> **WORK TO COMPLETE**:
Only the lines from the start of the entries through the line with "positive clicks: (545, 132) (531, 102)" are wanted; please output them exactly.

══ MATERIAL SHOWN

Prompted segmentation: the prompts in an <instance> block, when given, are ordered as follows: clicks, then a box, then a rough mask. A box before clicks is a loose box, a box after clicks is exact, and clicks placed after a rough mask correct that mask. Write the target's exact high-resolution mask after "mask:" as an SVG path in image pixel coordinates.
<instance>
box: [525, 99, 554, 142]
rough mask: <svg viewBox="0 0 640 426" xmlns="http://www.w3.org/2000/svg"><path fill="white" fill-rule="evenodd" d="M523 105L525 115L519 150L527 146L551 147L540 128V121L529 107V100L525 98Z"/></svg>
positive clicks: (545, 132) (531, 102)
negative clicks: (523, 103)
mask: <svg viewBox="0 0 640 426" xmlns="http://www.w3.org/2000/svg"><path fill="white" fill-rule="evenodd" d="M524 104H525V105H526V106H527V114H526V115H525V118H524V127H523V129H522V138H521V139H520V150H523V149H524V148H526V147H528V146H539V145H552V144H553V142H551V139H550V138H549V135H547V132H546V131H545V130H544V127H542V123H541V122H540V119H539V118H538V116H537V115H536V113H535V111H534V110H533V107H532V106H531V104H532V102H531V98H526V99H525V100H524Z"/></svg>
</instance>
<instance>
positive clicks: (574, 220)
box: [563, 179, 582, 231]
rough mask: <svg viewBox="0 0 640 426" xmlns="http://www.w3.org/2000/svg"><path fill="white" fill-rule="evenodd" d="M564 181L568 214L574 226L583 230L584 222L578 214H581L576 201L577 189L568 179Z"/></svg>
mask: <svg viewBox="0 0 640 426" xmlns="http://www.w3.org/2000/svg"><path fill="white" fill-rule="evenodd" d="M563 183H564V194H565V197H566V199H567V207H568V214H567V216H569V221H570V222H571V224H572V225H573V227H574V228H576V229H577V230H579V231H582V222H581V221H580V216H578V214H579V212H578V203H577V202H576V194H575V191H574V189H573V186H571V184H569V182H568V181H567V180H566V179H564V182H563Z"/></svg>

════

> **THE COMPLETED TASK**:
Prompted segmentation: the prompts in an <instance> block, when given, are ordered as follows: clicks, then a box, then a rough mask. A box before clicks is a loose box, a box after clicks is exact, and clicks placed after a rough mask correct that mask. Write the target's exact high-resolution mask after "mask:" as an SVG path in image pixel coordinates.
<instance>
box: [525, 99, 554, 142]
rough mask: <svg viewBox="0 0 640 426" xmlns="http://www.w3.org/2000/svg"><path fill="white" fill-rule="evenodd" d="M523 105L525 115L519 150L527 146L551 147L540 128V121L529 107V100L525 98Z"/></svg>
positive clicks: (545, 132) (531, 102)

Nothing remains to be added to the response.